WHAT IS NEEDED
Report every line of the listing below in which the string "trunk" occurs.

*-*-*

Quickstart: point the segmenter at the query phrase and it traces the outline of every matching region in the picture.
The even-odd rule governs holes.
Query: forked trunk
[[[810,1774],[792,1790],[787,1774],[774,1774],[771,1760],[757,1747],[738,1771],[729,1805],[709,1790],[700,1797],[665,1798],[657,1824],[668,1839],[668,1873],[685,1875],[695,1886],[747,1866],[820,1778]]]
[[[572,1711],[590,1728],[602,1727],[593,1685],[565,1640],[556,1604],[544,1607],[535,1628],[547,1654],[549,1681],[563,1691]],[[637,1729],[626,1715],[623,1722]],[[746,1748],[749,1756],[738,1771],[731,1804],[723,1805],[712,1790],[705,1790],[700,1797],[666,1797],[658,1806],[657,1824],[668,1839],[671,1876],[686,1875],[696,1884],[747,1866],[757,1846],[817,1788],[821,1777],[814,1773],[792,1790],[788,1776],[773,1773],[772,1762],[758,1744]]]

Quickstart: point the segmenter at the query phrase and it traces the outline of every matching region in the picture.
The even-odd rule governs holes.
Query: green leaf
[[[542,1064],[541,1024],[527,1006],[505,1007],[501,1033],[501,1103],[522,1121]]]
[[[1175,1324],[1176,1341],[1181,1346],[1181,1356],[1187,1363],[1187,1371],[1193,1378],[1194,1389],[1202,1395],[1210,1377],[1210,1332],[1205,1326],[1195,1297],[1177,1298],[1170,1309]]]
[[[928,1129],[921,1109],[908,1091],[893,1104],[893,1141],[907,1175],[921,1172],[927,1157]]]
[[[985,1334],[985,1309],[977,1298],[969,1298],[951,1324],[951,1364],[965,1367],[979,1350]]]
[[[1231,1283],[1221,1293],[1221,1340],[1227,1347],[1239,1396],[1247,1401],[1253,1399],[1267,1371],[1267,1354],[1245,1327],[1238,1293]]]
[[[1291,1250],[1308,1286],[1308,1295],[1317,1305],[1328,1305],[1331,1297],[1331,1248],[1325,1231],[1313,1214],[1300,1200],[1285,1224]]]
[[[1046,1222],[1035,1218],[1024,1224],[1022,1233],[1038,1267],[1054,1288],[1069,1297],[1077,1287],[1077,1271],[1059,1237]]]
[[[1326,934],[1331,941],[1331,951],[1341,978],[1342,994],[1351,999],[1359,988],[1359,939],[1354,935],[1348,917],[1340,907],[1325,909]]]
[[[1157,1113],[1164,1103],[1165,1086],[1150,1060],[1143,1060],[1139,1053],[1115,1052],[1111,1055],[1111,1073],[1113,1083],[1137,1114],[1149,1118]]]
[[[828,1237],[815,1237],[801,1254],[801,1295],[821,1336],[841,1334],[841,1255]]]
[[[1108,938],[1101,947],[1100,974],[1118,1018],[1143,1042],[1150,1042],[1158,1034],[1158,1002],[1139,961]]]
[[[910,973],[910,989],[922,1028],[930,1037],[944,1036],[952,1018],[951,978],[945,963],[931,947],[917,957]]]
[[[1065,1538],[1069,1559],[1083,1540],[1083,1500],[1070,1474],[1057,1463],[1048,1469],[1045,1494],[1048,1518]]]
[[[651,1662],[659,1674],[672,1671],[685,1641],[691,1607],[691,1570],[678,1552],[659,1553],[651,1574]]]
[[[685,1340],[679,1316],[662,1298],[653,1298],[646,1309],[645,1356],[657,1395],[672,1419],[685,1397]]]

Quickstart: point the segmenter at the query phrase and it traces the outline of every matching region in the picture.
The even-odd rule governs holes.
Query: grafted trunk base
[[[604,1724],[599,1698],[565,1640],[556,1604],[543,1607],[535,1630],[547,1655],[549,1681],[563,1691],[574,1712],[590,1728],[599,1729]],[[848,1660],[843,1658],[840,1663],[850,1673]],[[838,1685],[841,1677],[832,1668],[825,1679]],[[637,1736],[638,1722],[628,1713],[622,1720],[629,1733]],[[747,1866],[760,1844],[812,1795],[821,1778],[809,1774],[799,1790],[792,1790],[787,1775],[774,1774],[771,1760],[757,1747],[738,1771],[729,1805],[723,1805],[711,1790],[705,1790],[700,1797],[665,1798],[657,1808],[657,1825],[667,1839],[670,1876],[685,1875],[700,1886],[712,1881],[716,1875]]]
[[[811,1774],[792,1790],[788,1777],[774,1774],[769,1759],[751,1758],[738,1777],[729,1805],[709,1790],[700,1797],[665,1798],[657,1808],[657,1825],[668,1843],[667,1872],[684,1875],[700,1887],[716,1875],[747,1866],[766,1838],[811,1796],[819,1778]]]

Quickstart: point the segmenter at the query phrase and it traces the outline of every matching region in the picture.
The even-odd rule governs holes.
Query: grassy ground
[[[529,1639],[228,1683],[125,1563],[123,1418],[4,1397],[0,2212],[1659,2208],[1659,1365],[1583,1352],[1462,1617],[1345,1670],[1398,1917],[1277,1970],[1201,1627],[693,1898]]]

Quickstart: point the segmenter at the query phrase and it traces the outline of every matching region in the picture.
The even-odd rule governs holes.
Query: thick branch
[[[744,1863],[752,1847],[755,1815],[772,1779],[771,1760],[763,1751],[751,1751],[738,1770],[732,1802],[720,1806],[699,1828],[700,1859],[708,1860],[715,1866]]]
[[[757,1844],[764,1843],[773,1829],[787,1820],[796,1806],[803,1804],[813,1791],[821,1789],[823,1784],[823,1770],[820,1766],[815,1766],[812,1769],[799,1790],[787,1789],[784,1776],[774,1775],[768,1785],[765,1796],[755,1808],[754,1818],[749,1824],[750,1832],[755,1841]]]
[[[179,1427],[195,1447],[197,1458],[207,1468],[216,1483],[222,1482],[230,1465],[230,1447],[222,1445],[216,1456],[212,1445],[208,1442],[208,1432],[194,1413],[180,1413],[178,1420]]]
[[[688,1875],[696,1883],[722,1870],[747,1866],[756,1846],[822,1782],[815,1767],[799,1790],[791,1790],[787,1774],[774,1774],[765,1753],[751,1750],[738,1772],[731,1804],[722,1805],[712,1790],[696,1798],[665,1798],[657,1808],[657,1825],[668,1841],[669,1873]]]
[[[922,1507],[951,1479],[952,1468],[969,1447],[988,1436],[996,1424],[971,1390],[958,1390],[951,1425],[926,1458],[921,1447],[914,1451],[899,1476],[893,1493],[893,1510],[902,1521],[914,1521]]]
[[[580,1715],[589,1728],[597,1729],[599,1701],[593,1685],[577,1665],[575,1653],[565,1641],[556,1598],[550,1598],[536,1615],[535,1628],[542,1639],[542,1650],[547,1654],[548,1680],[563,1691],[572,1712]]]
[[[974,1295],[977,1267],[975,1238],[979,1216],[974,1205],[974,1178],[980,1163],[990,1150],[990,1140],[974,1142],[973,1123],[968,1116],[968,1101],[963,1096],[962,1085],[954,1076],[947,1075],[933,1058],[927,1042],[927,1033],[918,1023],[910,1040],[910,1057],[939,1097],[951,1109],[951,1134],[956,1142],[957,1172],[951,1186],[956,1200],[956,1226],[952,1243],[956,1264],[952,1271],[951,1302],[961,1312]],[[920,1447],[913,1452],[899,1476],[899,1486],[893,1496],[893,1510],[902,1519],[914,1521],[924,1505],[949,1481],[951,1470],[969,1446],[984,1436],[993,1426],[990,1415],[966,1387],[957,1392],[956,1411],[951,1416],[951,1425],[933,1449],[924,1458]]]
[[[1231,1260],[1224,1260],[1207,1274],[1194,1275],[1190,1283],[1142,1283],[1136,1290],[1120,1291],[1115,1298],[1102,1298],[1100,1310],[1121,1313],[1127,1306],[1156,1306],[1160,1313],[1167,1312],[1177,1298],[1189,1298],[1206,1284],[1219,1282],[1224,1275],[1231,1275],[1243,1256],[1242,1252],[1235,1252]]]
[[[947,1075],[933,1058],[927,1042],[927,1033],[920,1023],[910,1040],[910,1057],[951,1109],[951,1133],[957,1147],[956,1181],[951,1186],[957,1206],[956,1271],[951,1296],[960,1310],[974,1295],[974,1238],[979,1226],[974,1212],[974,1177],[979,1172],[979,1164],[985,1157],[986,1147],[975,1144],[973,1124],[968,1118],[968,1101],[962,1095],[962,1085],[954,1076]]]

*-*-*

REPLY TO THE EXERCISE
Query: forked trunk
Query: grafted trunk base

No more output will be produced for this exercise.